- **Study material**:
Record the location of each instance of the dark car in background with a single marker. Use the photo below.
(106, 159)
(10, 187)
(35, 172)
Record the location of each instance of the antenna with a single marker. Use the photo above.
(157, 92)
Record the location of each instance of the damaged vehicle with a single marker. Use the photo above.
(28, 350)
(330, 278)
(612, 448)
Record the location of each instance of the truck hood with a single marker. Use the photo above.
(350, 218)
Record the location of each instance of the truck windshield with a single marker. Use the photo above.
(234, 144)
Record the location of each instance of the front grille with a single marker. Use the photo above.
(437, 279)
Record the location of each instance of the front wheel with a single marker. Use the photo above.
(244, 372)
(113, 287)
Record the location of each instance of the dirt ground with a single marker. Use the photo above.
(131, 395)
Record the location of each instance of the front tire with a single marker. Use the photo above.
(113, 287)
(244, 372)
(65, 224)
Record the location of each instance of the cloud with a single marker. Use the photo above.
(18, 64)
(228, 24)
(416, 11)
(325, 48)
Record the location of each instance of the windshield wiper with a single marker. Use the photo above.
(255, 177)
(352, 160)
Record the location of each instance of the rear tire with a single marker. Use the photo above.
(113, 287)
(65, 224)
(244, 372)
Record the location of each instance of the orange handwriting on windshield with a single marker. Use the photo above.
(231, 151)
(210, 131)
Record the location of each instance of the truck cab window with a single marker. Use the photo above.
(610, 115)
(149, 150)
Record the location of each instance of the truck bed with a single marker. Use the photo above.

- **What you should do**: The full set of records must be output again exactly.

- **Your solution**:
Record the location of each instance of the dark car in background with a single marker. Use the photo below.
(106, 159)
(10, 187)
(35, 172)
Record the location of each instance of the antenna with a single marker. Use the photo above.
(157, 92)
Record the location of each instance of the damaged vehicle with a single marker. Use the photo above.
(28, 350)
(330, 278)
(612, 448)
Record the location of each instance of the truck hood with a single marker. Use the photo above.
(350, 218)
Record the location of each instance of the truck windshield with a single marker. Use the photo above.
(234, 144)
Record the location of each instance of the front grille with a single marker. Use the photo above.
(437, 279)
Record the location of each instance of the front wheel with a single marker. Use the photo above.
(244, 372)
(113, 287)
Record the location of each instance of the dirt ground with a single marker. Use the photo above.
(131, 395)
Record the location of each instance of the front tire with a single marker. Use the photo above.
(113, 287)
(244, 372)
(65, 224)
Record the location of each instance of the cloud with a single marker. Use the photo above.
(18, 64)
(228, 24)
(416, 11)
(325, 48)
Record the location of each instance of the windshield wiper with a single marker. Use the photo above.
(255, 177)
(352, 160)
Record the location of each instance of the rear tire with a single marker. Use the photo above.
(113, 287)
(65, 224)
(244, 372)
Record the location of each instance of the orange handwriting on windshield with a single marker. Use the photo above.
(231, 151)
(210, 131)
Record the location of each instance of the truck cab window with a single marker. Use the photo above.
(610, 115)
(149, 150)
Record the location of each instance of the truck bed with a single marker. Use the photo above.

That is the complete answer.